> _Exercise text_
If infants encounter a wide range of bacteria they are less at risk of developing allergic disease later in life. This is the conclusion of research from the University of Copenhagen, which suggests completely new factors in many modern lifestyle diseases.
Oversensitivity diseases, or allergies, now affect 25 per cent of the population of Denmark. The figure has been on the increase in recent decades and now researchers at the Dansk BørneAstma Center [COPSAC, Copenhagen Prospective Studies on Asthma in Childhood], University of Copenhagen, are at last able to partly explain the reasons.
A variety of bacteria offers protection
“In our study of over 400 children we observed a direct link between the number of different bacteria in their rectums and the risk of development of allergic disease later in life,” says Professor Hans Bisgaard, consultant at Gentofte Hospital, head of the Copenhagen Prospective Studies on Asthma in Childhood, and professor of children’s diseases at the Faculty of Health Sciences, University of Copenhagen.
“Reduced diversity of the intestinal microbiota during infancy was associated with increased risk of allergic disease at school age, he continues. But if there was considerable diversity, the risk was reduced, and the greater the variation, the lower the risk.
“So it makes a difference if the baby is born vaginally, encountering the first bacteria from its mother’s rectum, or by caesarean section, which exposes the new-born baby to a completely different, reduced variety of bacteria. This may be why far more children born by caesarean section develop allergies.”
There is no allergy-causing bacteria
In the womb and during the first six months of life, the mother’s immune defences protect the infant. Bacteria flora in infants are therefore probably affected by any antibiotics the mother has taken and any artificial substances she has been exposed to.
“I must emphasise that there is not one single allergy bacteria,” Professor Bisgaard points out.
“We have studied staphylococci and coli bacteria thoroughly, and there is no relation. What matters is to encounter a large number of different bacteria early in life when the immune system is developing and ‘learning’. The window during which the infant is immunologically immature and can be influenced by bacteria is brief, and closes a few months after birth.
“Our new findings match the large number of discoveries we have also made in the fields of asthma and hay fever,” Professor Bisgaard explains. Like allergies, they are triggered by various factors early in life.
The researchers gathered their data from a unique material consisting of 411 children whose mothers have asthma. This cohort was monitored, interviewed and tested continually from when the children were born 12 years ago, and the COPSAC group has published articles at regular intervals with new knowledge about allergy and asthma ever since.
These findings could be relevant for other modern diseases
Professor Bisgaard acknowledges the irony of something that used to be perceived as a threat to public health, namely bacteria, now turning out to be a fundamental part of a healthy life. He also points out that there may be other couplings, such as between intestinal flora and diabetes or obesity and other lifestyle diseases affecting modern man in the West.
“I think that a mechanism that affects the immune system will affect more than just allergies, he concludes. It would surprise me if diseases such as obesity and diabetes are not also laid down very early in life and depend on how our immune defences are primed by encountering the bacterial cultures surrounding us.”

> _Work order_
Please rewrite the article on bacteria and allergy, starting with "There is no allergy-causing" and going on through "been exposed to.", with "womb" changed to "uterus".

(Natural-language object grounding listing)
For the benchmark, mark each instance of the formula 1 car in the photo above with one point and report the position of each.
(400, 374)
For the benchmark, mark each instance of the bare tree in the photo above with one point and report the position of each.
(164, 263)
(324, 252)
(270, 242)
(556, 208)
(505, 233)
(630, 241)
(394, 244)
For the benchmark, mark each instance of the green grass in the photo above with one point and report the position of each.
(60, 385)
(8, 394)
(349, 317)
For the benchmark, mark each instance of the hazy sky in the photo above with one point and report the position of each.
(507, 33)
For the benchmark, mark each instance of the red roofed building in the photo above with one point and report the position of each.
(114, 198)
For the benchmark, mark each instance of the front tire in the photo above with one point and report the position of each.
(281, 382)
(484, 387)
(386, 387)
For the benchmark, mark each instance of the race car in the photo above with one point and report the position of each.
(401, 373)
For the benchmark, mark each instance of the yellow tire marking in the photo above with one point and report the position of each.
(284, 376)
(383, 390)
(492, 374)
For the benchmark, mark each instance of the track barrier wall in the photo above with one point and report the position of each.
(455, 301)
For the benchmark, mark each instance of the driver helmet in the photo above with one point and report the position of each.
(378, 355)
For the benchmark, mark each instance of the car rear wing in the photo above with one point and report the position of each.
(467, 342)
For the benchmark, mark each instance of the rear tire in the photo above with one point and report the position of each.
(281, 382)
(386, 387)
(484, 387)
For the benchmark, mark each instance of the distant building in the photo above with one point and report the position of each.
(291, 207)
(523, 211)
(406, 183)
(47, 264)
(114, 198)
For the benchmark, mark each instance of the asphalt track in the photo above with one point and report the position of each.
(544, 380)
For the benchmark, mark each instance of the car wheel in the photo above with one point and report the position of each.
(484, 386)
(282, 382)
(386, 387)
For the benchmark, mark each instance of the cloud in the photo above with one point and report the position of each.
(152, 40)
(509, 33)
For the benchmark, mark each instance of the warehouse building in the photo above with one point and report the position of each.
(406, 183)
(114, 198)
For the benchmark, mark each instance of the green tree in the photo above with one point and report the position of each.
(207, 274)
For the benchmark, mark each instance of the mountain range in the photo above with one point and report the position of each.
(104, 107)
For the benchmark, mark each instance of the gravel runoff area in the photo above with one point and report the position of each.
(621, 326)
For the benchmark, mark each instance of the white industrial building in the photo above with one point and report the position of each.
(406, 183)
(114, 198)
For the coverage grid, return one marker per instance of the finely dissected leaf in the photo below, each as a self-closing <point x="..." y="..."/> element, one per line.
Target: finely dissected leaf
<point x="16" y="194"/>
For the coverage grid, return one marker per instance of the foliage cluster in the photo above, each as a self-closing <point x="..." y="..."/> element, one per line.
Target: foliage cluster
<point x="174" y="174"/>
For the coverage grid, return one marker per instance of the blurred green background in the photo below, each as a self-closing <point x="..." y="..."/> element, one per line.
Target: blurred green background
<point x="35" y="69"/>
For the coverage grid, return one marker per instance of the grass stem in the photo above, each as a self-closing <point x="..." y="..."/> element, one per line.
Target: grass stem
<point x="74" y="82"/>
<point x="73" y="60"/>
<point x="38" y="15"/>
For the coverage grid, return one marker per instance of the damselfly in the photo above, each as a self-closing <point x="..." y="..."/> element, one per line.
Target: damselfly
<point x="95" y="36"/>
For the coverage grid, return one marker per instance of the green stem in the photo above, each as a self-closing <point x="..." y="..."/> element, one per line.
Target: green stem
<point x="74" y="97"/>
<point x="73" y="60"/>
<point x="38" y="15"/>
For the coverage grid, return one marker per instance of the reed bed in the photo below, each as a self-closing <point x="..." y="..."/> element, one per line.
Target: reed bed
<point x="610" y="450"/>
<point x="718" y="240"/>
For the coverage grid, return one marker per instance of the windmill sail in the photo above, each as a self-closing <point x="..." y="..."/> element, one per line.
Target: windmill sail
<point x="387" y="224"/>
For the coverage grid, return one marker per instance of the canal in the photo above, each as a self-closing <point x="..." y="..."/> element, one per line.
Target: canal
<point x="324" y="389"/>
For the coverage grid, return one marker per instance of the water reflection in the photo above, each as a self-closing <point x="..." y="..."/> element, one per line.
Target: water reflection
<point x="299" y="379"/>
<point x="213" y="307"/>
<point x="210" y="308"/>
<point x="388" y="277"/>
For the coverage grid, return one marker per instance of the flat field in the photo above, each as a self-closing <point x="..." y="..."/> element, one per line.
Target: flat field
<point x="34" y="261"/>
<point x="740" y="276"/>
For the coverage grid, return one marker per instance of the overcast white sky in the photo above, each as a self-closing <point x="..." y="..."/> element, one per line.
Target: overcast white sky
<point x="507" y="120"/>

> _Final answer_
There is no allergy-causing bacteria
In the uterus and during the first six months of life, the mother’s immune defences protect the infant. Bacteria flora in infants are therefore probably affected by any antibiotics the mother has taken and any artificial substances she has been exposed to.